Lets discuss Bayesian Statistics

The thread that inspired this one is Bricker’s question in the “Why hasn’t the Neighborhood Watch shooter been arrested?”, where we have a discussion of what essentially amounts to Bayesian Statistics.

This is an older discussion/argument, which essentially amounts to answering the following question: if black women are almost never raped by white men, is a black woman who claims to have been raped by a white man more likely to be a liar?

This is essentially a Bayesian statistics question, which I’d like to address in this thread. And, given that this is the Dope, I imagine that I’ll get corrected a few times, and learn something in the process myself, so please chime in.

To understand Bayesian statistics, first consider the following question, (which must be the most commonly asked trick question in statistics):

Suppose that in the country of Statistica one in a million people has AIDS. You know this is true because God parted the heavens and told you so. You have an AIDS test which is 99% accurate (God told you this also). You pick a random Statistica citizen and administer the test. It comes back positive. What is the probability that this person has AIDS?

Your typical person will think for a second and conclude that if the AIDS test is 99% accurate, and came back positive, there is a 99% chance that the person has AIDS.

Sounds good, right? Well, this is a trick question. You actually have two pieces of data which you have to consider; you know that the test is 99% accurate, but you also know that only one in a million people has AIDS. Suppose that instead of administering the test, you just assumed that the tested person didn’t have AIDS. You would be right 99.9999% of the time; your guess would be more accurate than the AIDS test.
----
◆ Task A:
In the Bayesian statistics thread, swap "Statistica" for "Probabilia" in the passage starting at "This is essentially" and ending at "person has AIDS?", and give that passage with the change applied.
The rows below the thread bear no relation to its subject.

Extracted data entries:
----
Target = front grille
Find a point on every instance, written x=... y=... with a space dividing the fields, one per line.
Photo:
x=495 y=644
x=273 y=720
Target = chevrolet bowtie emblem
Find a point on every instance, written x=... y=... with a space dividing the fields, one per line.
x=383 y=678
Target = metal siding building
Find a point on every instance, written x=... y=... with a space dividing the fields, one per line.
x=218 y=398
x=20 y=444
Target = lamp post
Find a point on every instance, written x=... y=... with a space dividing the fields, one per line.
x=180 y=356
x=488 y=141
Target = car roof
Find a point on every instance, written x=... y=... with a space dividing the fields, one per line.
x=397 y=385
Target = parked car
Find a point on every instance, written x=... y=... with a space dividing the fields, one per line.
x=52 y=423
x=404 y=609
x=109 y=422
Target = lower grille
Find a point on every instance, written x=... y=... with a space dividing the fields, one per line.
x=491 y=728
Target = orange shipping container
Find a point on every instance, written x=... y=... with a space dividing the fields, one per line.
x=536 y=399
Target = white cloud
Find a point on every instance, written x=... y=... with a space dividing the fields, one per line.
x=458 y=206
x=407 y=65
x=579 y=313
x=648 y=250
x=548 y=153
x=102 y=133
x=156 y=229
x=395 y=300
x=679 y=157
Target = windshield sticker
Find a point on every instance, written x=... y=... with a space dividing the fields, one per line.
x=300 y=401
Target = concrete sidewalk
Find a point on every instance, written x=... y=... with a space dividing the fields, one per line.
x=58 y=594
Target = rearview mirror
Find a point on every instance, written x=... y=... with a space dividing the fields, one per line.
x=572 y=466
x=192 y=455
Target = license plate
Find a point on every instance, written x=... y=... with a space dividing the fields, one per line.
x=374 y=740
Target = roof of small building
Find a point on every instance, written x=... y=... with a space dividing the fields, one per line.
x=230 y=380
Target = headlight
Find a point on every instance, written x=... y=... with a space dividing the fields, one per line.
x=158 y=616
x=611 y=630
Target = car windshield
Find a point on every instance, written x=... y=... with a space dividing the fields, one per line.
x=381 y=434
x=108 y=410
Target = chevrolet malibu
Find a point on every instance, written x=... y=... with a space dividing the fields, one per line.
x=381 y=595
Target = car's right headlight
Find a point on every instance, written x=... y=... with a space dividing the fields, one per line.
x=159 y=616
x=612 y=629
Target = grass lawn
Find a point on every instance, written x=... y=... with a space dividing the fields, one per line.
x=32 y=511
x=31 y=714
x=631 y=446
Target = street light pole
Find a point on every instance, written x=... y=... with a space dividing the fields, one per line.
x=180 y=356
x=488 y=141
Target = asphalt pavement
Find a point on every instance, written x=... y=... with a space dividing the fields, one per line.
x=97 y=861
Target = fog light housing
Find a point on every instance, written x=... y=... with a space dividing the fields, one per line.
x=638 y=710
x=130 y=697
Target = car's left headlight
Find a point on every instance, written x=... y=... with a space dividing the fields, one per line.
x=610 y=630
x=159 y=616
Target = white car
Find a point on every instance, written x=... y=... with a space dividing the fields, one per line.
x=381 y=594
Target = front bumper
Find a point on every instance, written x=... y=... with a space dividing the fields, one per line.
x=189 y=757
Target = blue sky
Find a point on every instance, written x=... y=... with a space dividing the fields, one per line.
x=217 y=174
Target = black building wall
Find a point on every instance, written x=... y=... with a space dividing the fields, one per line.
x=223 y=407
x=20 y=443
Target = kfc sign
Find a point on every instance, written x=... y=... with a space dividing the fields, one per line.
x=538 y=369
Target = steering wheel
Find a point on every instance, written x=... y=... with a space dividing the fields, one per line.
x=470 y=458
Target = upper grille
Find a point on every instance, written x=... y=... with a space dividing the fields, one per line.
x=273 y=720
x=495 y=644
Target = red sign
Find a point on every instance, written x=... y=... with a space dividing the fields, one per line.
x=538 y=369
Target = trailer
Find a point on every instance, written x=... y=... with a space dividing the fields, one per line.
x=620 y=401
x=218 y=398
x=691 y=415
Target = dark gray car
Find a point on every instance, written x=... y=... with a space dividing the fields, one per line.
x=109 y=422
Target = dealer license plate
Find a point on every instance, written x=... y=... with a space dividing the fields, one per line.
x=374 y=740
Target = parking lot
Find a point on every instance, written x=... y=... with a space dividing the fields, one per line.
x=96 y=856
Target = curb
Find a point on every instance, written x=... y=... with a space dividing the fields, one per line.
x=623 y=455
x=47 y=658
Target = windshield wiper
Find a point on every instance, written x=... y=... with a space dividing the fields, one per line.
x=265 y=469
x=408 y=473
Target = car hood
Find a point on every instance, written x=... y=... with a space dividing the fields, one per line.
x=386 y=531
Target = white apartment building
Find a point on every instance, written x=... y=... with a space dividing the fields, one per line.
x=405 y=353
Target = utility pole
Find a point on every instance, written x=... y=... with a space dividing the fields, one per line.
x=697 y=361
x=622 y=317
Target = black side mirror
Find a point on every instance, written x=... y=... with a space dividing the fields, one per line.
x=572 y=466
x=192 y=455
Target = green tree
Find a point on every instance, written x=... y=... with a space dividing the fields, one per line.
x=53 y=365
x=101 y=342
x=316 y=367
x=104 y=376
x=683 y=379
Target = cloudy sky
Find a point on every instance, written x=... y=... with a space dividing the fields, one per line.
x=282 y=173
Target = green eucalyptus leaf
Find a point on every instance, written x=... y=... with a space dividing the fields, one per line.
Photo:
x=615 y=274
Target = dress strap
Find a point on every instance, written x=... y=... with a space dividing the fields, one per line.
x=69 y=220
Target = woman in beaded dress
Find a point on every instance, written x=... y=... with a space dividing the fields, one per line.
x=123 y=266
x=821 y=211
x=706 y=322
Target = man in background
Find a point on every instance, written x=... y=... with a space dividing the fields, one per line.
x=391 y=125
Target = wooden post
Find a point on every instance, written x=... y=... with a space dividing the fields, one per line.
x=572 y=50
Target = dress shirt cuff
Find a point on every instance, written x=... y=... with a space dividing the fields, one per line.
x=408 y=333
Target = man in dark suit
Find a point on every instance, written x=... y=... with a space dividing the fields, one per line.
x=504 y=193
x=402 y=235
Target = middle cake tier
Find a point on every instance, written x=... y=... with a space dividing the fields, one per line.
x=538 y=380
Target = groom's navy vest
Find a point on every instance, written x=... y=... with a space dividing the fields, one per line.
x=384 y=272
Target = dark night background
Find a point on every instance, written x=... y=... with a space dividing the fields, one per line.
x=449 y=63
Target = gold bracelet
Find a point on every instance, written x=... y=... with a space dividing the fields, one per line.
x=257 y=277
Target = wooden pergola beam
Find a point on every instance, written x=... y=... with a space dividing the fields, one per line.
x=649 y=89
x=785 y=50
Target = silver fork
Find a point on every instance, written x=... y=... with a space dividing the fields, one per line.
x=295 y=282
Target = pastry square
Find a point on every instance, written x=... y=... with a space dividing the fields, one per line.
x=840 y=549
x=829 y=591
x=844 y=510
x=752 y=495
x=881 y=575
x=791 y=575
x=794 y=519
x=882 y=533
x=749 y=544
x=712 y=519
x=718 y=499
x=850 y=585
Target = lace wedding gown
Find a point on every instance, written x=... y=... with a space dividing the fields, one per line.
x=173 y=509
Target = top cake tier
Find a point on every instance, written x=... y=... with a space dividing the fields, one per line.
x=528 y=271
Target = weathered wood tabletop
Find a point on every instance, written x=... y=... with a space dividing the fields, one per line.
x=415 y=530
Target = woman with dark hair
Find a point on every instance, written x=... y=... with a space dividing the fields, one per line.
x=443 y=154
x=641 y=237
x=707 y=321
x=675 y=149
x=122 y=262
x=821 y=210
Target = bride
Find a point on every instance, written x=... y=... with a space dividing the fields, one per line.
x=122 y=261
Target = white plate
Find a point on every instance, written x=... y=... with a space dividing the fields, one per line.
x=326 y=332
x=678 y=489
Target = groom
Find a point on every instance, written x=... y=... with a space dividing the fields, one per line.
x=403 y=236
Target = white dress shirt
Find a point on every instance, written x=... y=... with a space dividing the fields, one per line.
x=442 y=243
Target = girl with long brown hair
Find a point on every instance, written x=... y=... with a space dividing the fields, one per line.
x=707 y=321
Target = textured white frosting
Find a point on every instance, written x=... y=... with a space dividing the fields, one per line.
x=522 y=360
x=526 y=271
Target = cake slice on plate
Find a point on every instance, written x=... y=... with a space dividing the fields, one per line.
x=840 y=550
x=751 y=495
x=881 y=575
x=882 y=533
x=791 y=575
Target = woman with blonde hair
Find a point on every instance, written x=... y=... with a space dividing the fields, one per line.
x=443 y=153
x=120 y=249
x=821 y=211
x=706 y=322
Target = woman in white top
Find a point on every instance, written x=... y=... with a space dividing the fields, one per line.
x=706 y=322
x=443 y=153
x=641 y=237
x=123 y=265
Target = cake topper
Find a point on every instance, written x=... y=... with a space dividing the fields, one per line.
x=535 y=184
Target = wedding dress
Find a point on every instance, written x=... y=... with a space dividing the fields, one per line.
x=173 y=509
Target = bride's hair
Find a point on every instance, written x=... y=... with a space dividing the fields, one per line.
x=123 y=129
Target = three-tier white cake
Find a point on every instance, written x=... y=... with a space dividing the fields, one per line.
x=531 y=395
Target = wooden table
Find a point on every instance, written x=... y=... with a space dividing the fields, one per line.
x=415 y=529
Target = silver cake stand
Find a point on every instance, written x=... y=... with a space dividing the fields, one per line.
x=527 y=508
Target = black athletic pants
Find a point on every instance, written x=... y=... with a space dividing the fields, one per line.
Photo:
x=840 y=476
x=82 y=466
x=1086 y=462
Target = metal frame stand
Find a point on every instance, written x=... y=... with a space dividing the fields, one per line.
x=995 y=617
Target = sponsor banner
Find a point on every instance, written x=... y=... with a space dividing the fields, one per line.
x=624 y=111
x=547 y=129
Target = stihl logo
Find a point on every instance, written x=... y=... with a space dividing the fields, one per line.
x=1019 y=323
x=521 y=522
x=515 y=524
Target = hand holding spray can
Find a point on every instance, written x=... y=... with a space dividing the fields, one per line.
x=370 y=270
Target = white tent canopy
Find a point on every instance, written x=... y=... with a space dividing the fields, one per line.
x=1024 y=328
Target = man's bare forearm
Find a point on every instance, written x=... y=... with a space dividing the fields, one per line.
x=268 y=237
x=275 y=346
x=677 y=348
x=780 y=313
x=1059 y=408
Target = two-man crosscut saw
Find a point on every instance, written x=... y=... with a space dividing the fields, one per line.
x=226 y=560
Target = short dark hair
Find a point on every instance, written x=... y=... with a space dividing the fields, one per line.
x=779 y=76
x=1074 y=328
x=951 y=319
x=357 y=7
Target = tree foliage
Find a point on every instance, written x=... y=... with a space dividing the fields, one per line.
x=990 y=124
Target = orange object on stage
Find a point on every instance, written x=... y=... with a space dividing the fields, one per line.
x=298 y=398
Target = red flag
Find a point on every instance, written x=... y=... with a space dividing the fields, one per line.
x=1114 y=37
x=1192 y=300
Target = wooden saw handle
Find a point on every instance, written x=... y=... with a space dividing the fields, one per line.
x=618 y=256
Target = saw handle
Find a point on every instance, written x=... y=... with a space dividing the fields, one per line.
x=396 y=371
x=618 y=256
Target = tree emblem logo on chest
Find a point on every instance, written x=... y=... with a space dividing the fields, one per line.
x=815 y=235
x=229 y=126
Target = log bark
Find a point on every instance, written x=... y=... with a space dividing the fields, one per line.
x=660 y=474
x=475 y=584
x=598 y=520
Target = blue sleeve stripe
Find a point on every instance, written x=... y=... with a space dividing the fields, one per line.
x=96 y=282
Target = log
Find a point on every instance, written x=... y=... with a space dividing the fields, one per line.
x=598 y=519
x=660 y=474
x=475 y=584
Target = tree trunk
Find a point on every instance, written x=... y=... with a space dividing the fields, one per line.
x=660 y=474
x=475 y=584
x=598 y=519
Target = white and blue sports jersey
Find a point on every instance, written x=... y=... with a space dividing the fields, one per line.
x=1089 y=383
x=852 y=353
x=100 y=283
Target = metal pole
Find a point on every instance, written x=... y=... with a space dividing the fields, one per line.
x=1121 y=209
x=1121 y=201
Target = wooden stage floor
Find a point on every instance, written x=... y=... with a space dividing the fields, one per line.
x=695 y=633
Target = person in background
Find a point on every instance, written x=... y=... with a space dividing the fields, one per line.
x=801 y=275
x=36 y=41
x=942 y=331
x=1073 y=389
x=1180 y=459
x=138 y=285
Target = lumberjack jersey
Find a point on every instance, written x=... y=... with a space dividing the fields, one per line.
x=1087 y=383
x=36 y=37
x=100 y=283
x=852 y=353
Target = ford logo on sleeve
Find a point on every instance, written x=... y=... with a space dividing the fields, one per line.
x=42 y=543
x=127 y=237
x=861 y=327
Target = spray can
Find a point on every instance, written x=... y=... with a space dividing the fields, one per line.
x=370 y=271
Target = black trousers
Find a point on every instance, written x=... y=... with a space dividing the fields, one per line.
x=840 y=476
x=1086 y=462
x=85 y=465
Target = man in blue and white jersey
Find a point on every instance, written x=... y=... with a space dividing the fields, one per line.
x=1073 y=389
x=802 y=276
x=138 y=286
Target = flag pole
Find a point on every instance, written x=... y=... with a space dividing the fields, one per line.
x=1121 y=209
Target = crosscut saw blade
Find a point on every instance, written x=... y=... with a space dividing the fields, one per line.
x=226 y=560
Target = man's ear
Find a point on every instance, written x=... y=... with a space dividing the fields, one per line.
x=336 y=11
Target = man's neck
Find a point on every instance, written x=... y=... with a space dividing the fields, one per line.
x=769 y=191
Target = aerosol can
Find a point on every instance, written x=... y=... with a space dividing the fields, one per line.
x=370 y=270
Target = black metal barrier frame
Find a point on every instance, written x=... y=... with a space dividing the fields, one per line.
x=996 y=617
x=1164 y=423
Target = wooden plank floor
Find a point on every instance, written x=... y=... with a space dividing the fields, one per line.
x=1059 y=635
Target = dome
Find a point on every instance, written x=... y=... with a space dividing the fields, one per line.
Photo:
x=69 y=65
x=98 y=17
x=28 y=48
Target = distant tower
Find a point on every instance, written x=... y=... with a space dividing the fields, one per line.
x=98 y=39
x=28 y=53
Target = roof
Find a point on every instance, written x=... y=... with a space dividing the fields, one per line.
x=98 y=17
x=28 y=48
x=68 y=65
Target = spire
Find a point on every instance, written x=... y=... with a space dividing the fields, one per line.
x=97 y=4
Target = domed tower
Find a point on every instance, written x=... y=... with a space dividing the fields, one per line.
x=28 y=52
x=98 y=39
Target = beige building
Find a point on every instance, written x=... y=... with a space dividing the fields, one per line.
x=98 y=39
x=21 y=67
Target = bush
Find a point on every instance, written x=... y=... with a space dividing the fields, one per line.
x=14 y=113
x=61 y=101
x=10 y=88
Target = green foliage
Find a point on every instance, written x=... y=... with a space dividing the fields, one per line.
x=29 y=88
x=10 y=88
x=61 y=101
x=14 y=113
----
◆ Task B:
Reproduce, word for word, the extracted data rows starting at the line that contains "Target = man's bare forearm" and ending at the line that contains "x=298 y=398", both lines included.

◆ Finished answer A:
This is essentially a Bayesian statistics question, which I’d like to address in this thread. And, given that this is the Dope, I imagine that I’ll get corrected a few times, and learn something in the process myself, so please chime in.

To understand Bayesian statistics, first consider the following question, (which must be the most commonly asked trick question in statistics):

Suppose that in the country of Probabilia one in a million people has AIDS. You know this is true because God parted the heavens and told you so. You have an AIDS test which is 99% accurate (God told you this also). You pick a random Probabilia citizen and administer the test. It comes back positive. What is the probability that this person has AIDS?

◆ Finished answer B:
Target = man's bare forearm
Find a point on every instance, written x=... y=... with a space dividing the fields, one per line.
x=268 y=237
x=275 y=346
x=677 y=348
x=780 y=313
x=1059 y=408
Target = two-man crosscut saw
Find a point on every instance, written x=... y=... with a space dividing the fields, one per line.
x=226 y=560
Target = short dark hair
Find a point on every instance, written x=... y=... with a space dividing the fields, one per line.
x=779 y=76
x=1074 y=328
x=951 y=319
x=357 y=7
Target = tree foliage
Find a point on every instance, written x=... y=... with a space dividing the fields, one per line.
x=990 y=124
Target = orange object on stage
Find a point on every instance, written x=... y=... with a space dividing the fields, one per line.
x=298 y=398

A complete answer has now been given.